Bereitgestellter Auszug>

****************************************

Rund um Kaufbeuren wird man natürlich überall und somit auch hier an die Heilige Creszentia von Kaufbeuren erinnert.
https://de.wikipedia.org/wiki/Maria_Crescentia_H%C3%B6ss
Unser Weg führt uns bergauf und bergab wieder nach Kleinkemnat. Dabei entdecke ich einen historischen Wegweiser am Waldrand.
Warum war hier wohl einstmals "Vieh treiben strengstens verboten"? Ich kann mir nur denken, daß vermieden werden sollte, daß die Rindviecher den Fußweg nach Kaufbeuren versch....
Wir hatten ja immer noch einen Rucksack mit einer Brotzeit dabei. Eigentlich wollten wir die ja bei unserer Tour an der oberen Wertach verspeisen. Aber da war es uns dann doch zu kalt. Wie gut, daß sich hier südlich von Bickenried eine wunderschöne Stelle für ein Picknick fand.
Die Sonne schien herrlich warm und hier gab es bereits die ersten Schlüsselblumen zu entdecken.

****************************************

Aufgabenliste>
- A) Führe sämtliche Ortschaften auf, die im Wanderbericht namentlich erwähnt werden.
- B) Übersetze den Satz „Die Sonne schien herrlich warm und hier gab es bereits die ersten Schlüsselblumen zu entdecken.“ aus dem Wanderbericht ins Englische.
- C) Gib den Abschnitt des Wanderberichts wortgetreu zurück, beginnend bei „Rund um Kaufbeuren“ und endend bei „ein Picknick fand.“.
Die Zeilen stammen aus einer anderen Quelle.

Annotationsdaten zur Objektlokalisierung:
****************************************

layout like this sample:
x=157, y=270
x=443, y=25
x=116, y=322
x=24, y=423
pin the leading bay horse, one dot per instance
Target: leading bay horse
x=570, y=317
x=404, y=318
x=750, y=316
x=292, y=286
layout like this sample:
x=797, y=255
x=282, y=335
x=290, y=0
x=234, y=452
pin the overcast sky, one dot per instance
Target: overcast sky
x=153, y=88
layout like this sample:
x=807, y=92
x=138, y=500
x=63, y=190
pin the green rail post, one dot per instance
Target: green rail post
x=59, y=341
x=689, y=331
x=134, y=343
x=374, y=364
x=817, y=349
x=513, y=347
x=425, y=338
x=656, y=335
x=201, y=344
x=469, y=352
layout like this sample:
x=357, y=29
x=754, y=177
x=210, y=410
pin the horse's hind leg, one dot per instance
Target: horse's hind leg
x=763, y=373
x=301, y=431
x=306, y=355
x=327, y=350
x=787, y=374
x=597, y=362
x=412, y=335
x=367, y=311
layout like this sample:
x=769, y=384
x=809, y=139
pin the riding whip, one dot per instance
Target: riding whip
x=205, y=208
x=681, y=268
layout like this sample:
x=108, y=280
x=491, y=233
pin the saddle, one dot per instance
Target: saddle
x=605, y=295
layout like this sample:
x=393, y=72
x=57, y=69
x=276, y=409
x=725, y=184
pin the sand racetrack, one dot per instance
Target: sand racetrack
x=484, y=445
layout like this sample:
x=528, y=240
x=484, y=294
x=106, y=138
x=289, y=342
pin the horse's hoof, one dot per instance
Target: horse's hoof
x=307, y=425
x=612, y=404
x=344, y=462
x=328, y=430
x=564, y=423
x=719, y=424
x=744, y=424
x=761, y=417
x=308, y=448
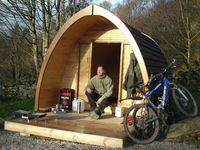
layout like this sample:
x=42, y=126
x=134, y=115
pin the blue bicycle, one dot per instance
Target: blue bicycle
x=144, y=122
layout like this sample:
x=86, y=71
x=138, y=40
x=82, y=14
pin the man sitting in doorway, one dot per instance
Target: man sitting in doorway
x=99, y=92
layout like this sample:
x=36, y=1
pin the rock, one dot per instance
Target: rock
x=187, y=127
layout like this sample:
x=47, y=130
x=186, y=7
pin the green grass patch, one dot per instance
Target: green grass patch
x=7, y=108
x=192, y=141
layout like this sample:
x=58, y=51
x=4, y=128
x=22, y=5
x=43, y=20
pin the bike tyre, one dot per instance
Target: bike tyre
x=178, y=103
x=135, y=139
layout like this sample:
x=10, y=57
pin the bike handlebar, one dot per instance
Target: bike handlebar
x=160, y=75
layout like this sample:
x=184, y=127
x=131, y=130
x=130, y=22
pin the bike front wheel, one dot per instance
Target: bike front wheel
x=184, y=101
x=141, y=124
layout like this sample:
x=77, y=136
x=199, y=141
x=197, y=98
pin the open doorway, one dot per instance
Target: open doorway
x=108, y=55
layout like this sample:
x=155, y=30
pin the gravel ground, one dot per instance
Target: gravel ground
x=12, y=141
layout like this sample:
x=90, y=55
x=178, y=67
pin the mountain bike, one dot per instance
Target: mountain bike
x=144, y=122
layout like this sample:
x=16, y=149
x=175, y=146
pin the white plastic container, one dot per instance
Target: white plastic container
x=119, y=111
x=78, y=105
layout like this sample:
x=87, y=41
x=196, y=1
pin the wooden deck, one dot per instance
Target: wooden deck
x=107, y=131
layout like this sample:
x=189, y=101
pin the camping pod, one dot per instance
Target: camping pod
x=92, y=37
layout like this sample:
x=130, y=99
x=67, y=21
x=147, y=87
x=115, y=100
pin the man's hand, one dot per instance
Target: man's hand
x=89, y=90
x=99, y=100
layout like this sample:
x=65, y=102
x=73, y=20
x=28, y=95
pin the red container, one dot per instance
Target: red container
x=66, y=97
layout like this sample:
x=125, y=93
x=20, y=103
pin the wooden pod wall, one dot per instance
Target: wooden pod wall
x=93, y=37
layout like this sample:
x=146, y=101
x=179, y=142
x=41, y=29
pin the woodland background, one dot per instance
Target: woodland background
x=27, y=28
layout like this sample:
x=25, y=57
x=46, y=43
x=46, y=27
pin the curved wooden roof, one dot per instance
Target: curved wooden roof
x=147, y=52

****************************************

Antworten>
- A) Kaufbeuren, Kleinkemnat, Bickenried

- B) The sun was shining wonderfully warm, and here the first primroses were already there to be discovered.

- C)
Rund um Kaufbeuren wird man natürlich überall und somit auch hier an die Heilige Creszentia von Kaufbeuren erinnert.
https://de.wikipedia.org/wiki/Maria_Crescentia_H%C3%B6ss
Unser Weg führt uns bergauf und bergab wieder nach Kleinkemnat. Dabei entdecke ich einen historischen Wegweiser am Waldrand.
Warum war hier wohl einstmals "Vieh treiben strengstens verboten"? Ich kann mir nur denken, daß vermieden werden sollte, daß die Rindviecher den Fußweg nach Kaufbeuren versch....
Wir hatten ja immer noch einen Rucksack mit einer Brotzeit dabei. Eigentlich wollten wir die ja bei unserer Tour an der oberen Wertach verspeisen. Aber da war es uns dann doch zu kalt. Wie gut, daß sich hier südlich von Bickenried eine wunderschöne Stelle für ein Picknick fand.